[GIVEN ENTRIES]
--- begin ---

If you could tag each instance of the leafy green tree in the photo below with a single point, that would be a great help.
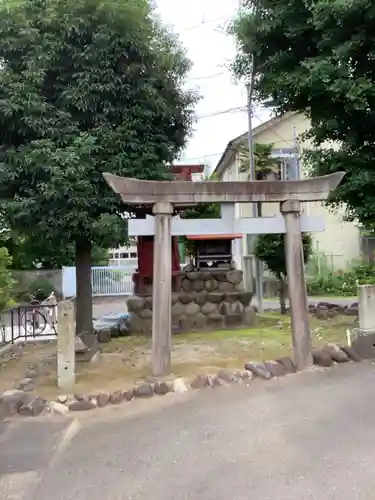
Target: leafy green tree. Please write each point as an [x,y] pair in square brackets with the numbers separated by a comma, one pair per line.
[6,281]
[86,86]
[316,57]
[270,249]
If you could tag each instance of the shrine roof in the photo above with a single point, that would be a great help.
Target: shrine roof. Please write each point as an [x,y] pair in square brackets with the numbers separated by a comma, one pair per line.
[214,237]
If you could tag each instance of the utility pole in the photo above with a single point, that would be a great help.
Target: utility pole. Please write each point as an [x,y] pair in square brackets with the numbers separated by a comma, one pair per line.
[255,209]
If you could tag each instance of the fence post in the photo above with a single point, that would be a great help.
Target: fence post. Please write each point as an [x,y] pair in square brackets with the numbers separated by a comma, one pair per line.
[65,345]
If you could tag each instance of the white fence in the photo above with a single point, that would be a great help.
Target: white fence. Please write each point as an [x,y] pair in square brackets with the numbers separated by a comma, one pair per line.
[106,280]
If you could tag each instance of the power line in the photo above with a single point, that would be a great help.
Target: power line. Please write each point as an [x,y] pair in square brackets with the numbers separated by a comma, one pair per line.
[223,112]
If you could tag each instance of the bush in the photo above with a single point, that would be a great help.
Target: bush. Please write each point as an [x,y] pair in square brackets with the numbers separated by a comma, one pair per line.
[6,281]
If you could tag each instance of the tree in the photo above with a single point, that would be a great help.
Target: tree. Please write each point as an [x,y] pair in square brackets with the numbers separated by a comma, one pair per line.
[316,57]
[270,249]
[86,86]
[6,281]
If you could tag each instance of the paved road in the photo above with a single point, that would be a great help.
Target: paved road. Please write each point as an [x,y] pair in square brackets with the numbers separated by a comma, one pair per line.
[118,304]
[309,436]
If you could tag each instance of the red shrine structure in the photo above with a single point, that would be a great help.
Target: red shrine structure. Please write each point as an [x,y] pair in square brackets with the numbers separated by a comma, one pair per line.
[142,277]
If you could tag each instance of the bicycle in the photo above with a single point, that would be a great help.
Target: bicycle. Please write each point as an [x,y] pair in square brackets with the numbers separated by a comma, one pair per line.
[34,321]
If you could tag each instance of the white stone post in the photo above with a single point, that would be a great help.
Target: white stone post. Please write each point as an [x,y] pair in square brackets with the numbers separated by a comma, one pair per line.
[302,349]
[162,290]
[366,295]
[65,345]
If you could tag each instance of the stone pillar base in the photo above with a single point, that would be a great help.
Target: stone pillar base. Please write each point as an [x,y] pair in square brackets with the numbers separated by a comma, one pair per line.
[196,311]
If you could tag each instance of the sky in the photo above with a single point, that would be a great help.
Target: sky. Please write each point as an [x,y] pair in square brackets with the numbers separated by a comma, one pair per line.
[222,109]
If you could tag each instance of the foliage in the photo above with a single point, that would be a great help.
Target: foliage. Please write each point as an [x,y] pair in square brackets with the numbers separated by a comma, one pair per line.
[29,253]
[342,282]
[316,58]
[6,281]
[270,249]
[86,86]
[265,164]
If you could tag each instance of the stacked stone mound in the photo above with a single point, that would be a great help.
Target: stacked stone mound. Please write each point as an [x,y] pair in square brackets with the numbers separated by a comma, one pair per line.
[209,300]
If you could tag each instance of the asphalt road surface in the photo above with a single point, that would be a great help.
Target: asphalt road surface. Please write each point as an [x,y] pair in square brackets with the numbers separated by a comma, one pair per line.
[309,436]
[118,304]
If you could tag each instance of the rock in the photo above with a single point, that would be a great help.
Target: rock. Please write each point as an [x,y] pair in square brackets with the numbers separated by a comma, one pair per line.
[215,297]
[128,394]
[243,375]
[351,311]
[275,369]
[58,408]
[186,298]
[33,408]
[201,298]
[211,285]
[144,391]
[209,308]
[245,298]
[249,318]
[288,364]
[233,319]
[201,381]
[214,321]
[259,370]
[27,384]
[192,309]
[102,399]
[219,382]
[226,376]
[352,355]
[193,275]
[336,353]
[224,286]
[161,388]
[322,358]
[82,406]
[234,277]
[116,397]
[199,321]
[178,308]
[104,334]
[135,303]
[179,386]
[81,397]
[198,286]
[11,401]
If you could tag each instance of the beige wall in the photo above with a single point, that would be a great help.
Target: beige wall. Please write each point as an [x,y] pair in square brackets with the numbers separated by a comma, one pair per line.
[340,241]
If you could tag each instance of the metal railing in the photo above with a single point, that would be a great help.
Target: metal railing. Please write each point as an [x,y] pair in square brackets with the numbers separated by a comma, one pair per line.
[28,322]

--- end ---

[SHORT TASK]
Output the full set of records above without changing a word, and drop the images.

[FINISHED TASK]
If you could tag each instance of the leafy green tree in the photo below with a single point, that would be a great help.
Target: leafy green tree. Please write each point as an [x,y] pair in square brackets with the numbers separated by a comma, one pair per line.
[6,281]
[86,86]
[316,57]
[270,249]
If you could tag each instance of the shrine roof in the photo above with a single point, that would be a great help.
Target: shrine roof. Please write each point as an [x,y] pair in square brackets with the numbers separated by a comma, one pair per line.
[214,237]
If you could tag each instance of the utility pole in the photo above with a single point, that would be a great help.
Target: utility pole. Please write each point as an [x,y] pair in square brackets with the numbers separated by a comma, one pair per line.
[255,209]
If you could tag each instance of the fence post in the photo above with a single point, that would be a great help.
Target: fence post. Please write each point as an [x,y] pair in square brackets with the numbers separated by a comma, one pair per line.
[65,345]
If you could tag each instance of the white fence in the photo above with a single point, that would be a great help.
Target: white fence. Please write each point as an [x,y] pair in square brackets with the numbers separated by a comma, one pair per line.
[106,280]
If you could tag each instance of the power line in the photo above with a single point, that would be a great help.
Target: power line. Please write each point as an [x,y] pair in square brackets with the numbers separated by a comma, one pair per line.
[223,112]
If you could tag each instance of the bush in the photo above with a single point, that would be a great help.
Target: bush. Please write each point as an [x,y] pair in square brackets with the numbers separated by a comma, one pair per line.
[6,281]
If you could tag each instance of the tree in the photo above with a single point, that would be a great help.
Target: tree. Please write each point as an [x,y] pair in square brackets with the numbers separated by a comma, one pair per line.
[316,57]
[270,249]
[86,86]
[6,281]
If you could tag each instance of the paved road in the photo above with a single point, that would be a great help.
Target: paved road. Please write each point as an [x,y] pair in square brackets with the numbers separated by a comma, one pair per line.
[118,304]
[309,436]
If you could tag each instance of the red shrine structure in the photo above with a single point, that would be a great help.
Target: red shrine structure. Please write each point as an [x,y] pair in square brackets with the numbers separated by a comma, one pair per line.
[142,277]
If you could tag each instance of the bicycle in the photo above with a single point, that would be a great help.
Target: bicycle. Please write each point as an [x,y] pair in square brackets with the numbers separated by a comma, one pair per line.
[34,321]
If you could tag each instance of the white stone post in the photo above with a single point, that would be a great help.
Target: white stone post. Please write each point as an [x,y] pair in square brackets with the numbers separated by a comma, one pair per line.
[302,349]
[162,290]
[366,295]
[65,345]
If you could tag each instance of the stone pillar base in the photo above with a single point, that would be a great help.
Target: stone pillar base. Please write each point as an [x,y] pair in square brackets with the numbers separated by a comma, one pair per line.
[196,311]
If you could tag each instance of the sky in the photo above with a single point, that would be a great help.
Target: sky. Please write each point as an [x,y] pair in square brackets with the numbers separated by a comma, one pair per line.
[222,109]
If you could tag each instance of the foliage in the photo above with a single point, that would be a great help.
Target: foliage. Please write each point as an [x,y] pair in square brackets with the numbers separated by a comma, one pair per line.
[29,253]
[342,282]
[316,58]
[6,281]
[270,249]
[86,86]
[265,164]
If you could tag each instance of the stacked stone mound in the photo above with a single point, that would be a great help.
Target: stacked stone mound. Please write each point as an [x,y] pair in square brackets with the numbers separated by a comma, one pair per line.
[209,300]
If you could tag each instance of the asphalt road surface in the photo above with a single point, that would be a great help.
Target: asphalt road surface. Please write each point as an [x,y] pair in square brackets with the numbers separated by a comma, one pair per line.
[309,436]
[118,304]
If you could tag each instance of the rock in the photo above with a single point, that would be a great help.
Target: rock. Please write each point as an [x,y] pair in square brackets with the numbers separated by a comma, one pair per line.
[215,297]
[128,394]
[243,375]
[351,311]
[275,369]
[58,408]
[186,298]
[33,408]
[201,298]
[211,285]
[144,391]
[209,308]
[245,298]
[249,318]
[288,364]
[233,319]
[201,381]
[214,321]
[259,370]
[27,384]
[192,309]
[102,399]
[219,382]
[226,376]
[352,355]
[193,275]
[336,353]
[224,286]
[161,388]
[322,358]
[82,406]
[234,277]
[116,397]
[199,321]
[178,308]
[104,334]
[135,303]
[179,386]
[81,397]
[198,286]
[11,401]
If you could tag each instance of the beige wall in the photo above with a single point, that would be a great help.
Target: beige wall. Please write each point as an [x,y] pair in square brackets with the numbers separated by a comma, one pair per line.
[340,241]
If you could tag each instance of the metal railing in the photo above with a single point, that would be a great help.
Target: metal railing. Please write each point as an [x,y] pair in square brackets with the numbers separated by a comma, one pair per line.
[28,322]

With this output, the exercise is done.